Over-prescription of opioids has become a nationwide problem hindering the treatment of veterans suffering from mental health issues. We therefore support the need to explore new and broader ranges of options, including faith- based programs, that will better serve the veteran and reduce the need to rely on drugs as the sole treatment.
For the last several generations, our country’s two major political parties were dedicated to the nation’s security and the advance of freedom around the world. Both had learned from mistakes of the past and realized that a weak America invited aggression. Both recognized the need to stand with friends and oppose those who wished us evil. Whatever their disagreements, both the Republican and Democratic parties stood for peace through strength — and strength meant American military superiority.
This bipartisan commitment has tragically changed. The leadership of the Democratic Party, both those in office and those who seek it, no longer see America as a force for good in the world. They do not stand by allies or stand strong against our foes. They pander to world opinion and neglect the national interest. They cannot be trusted to advance either the cause of liberty or our national security in the dangerous years in which we live.
We affirm our party’s tradition of world leadership established by President Eisenhower and followed by every Republican president since. It stands for enormous power — and the prudence to use it sparingly, precisely, and only in grave necessity. It stands for involvement, not intervention. It requires consultation, not permission to act. It leads from the front — and ensures all others do their parts as well. It embraces American exceptionalism and rejects the false prophets of decline and diminution. It is, in sum, the way we will lead the world into a new century of greater peace and prosperity — another American Century.

The tasks —
**A)** Rewrite the platform text from the words "Over-prescription of opioids" through "American military superiority.", swapping "nationwide problem" for "national crisis".
**B)** Write the next part of the platform text, picking up after its final sentence.

Stored rows —

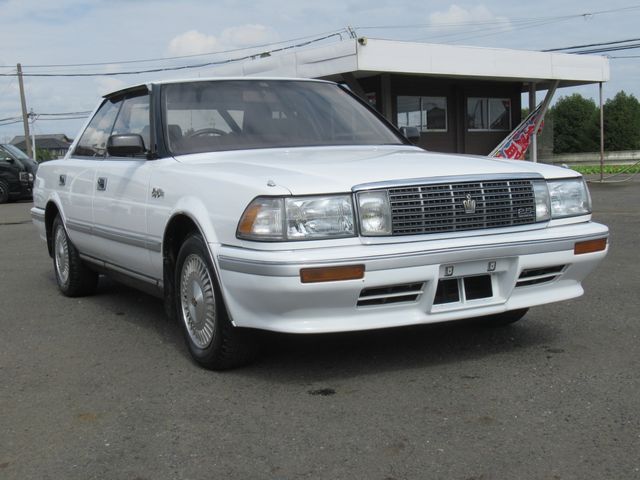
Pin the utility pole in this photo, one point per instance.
(25, 116)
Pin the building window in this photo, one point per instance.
(427, 114)
(488, 114)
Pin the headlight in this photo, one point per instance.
(375, 213)
(569, 198)
(541, 192)
(297, 218)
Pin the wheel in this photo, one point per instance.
(72, 275)
(504, 318)
(4, 191)
(212, 340)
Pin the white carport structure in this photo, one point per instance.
(392, 74)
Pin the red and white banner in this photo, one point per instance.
(516, 144)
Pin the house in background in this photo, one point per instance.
(56, 144)
(462, 99)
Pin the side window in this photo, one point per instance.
(134, 118)
(93, 142)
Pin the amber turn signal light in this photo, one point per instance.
(331, 274)
(590, 246)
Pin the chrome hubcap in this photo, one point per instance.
(197, 301)
(61, 247)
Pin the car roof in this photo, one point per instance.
(149, 85)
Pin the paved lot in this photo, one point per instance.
(102, 387)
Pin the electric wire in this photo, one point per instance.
(314, 38)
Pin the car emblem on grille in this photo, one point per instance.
(469, 204)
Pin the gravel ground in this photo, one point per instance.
(103, 387)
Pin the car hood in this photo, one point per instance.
(338, 169)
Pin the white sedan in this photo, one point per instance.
(292, 206)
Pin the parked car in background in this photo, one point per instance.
(17, 172)
(293, 206)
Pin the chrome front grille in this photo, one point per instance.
(448, 207)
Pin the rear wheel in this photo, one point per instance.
(72, 275)
(4, 191)
(212, 340)
(504, 318)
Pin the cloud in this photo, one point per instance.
(457, 15)
(109, 84)
(248, 35)
(195, 42)
(192, 43)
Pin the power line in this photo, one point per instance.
(493, 21)
(85, 112)
(180, 57)
(11, 123)
(592, 45)
(180, 67)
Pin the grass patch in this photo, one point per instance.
(608, 169)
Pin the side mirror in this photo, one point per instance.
(125, 144)
(411, 133)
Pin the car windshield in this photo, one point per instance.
(245, 114)
(15, 151)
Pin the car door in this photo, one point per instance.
(74, 178)
(121, 194)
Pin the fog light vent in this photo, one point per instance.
(535, 276)
(406, 293)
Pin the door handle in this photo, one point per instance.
(102, 183)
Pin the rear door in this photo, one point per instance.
(74, 178)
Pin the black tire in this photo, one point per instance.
(4, 191)
(504, 318)
(212, 340)
(74, 278)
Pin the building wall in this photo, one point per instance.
(457, 137)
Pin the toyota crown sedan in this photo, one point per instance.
(293, 206)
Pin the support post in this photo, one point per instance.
(33, 135)
(534, 138)
(387, 103)
(601, 135)
(25, 116)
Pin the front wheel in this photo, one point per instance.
(72, 275)
(212, 340)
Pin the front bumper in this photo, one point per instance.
(262, 289)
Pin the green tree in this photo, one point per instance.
(622, 123)
(575, 125)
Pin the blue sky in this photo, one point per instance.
(96, 31)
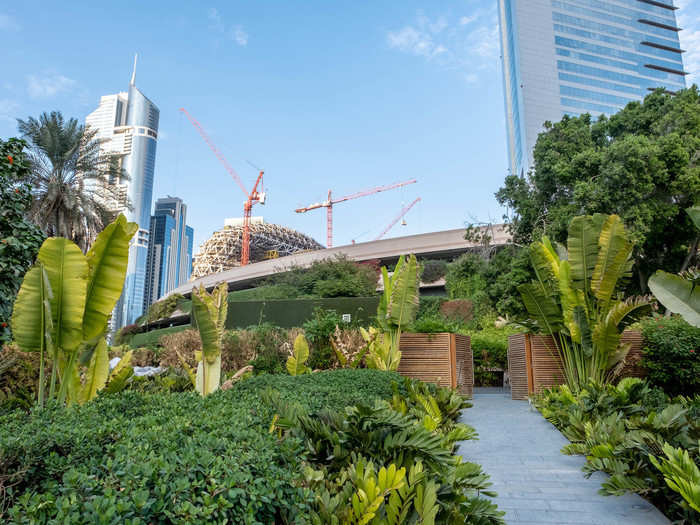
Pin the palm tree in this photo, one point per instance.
(72, 182)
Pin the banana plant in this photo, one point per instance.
(576, 297)
(209, 312)
(64, 303)
(680, 293)
(296, 363)
(398, 307)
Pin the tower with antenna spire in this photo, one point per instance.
(127, 123)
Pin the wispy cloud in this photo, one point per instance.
(8, 23)
(468, 42)
(8, 110)
(689, 20)
(217, 25)
(48, 85)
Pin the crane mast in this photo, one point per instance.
(328, 204)
(252, 198)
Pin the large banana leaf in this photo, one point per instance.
(67, 270)
(31, 316)
(96, 374)
(542, 307)
(679, 295)
(582, 245)
(403, 305)
(615, 250)
(107, 260)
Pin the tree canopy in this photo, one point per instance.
(642, 164)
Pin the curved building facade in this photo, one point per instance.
(128, 125)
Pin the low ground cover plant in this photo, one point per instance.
(630, 431)
(147, 458)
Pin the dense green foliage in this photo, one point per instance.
(621, 430)
(391, 461)
(672, 355)
(639, 164)
(19, 238)
(338, 277)
(144, 458)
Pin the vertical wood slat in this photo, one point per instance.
(444, 358)
(533, 360)
(517, 366)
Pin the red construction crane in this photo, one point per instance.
(252, 198)
(404, 211)
(328, 204)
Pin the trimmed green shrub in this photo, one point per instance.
(672, 355)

Answers per task —
**A)**
Over-prescription of opioids has become a national crisis hindering the treatment of veterans suffering from mental health issues. We therefore support the need to explore new and broader ranges of options, including faith- based programs, that will better serve the veteran and reduce the need to rely on drugs as the sole treatment.
For the last several generations, our country’s two major political parties were dedicated to the nation’s security and the advance of freedom around the world. Both had learned from mistakes of the past and realized that a weak America invited aggression. Both recognized the need to stand with friends and oppose those who wished us evil. Whatever their disagreements, both the Republican and Democratic parties stood for peace through strength — and strength meant American military superiority.

**B)**
The Middle East is more dangerous now than at any time since the Second World War. Whatever their disagreements, presidents of both parties had always prioritized America’s national interests, the trust of friendly governments, and the security of Israel. That sound consensus was replaced with impotent grandstanding on the part of the current President and his Secretaries of State. The results have been ruinous for all parties except Islamic terrorists and their Iranian and other sponsors.
We consider the Administration’s deal with Iran, to lift international sanctions and make hundreds of billions of dollars available to the Mullahs, a personal agreement between the President and his negotiating partners and non-binding on the next president. Without a two-thirds endorsement by the Senate, it does not have treaty status. Because of it, the defiant and emboldened regime in Tehran continues to sponsor terrorism across the region, develop a nuclear weapon, test-fire ballistic missiles inscribed with “Death to Israel,” and abuse the basic human rights of its citizens. A Republican president will not be bound by it. We must retain all options in dealing with a situation that gravely threatens our security, our interests, and the survival of our friends.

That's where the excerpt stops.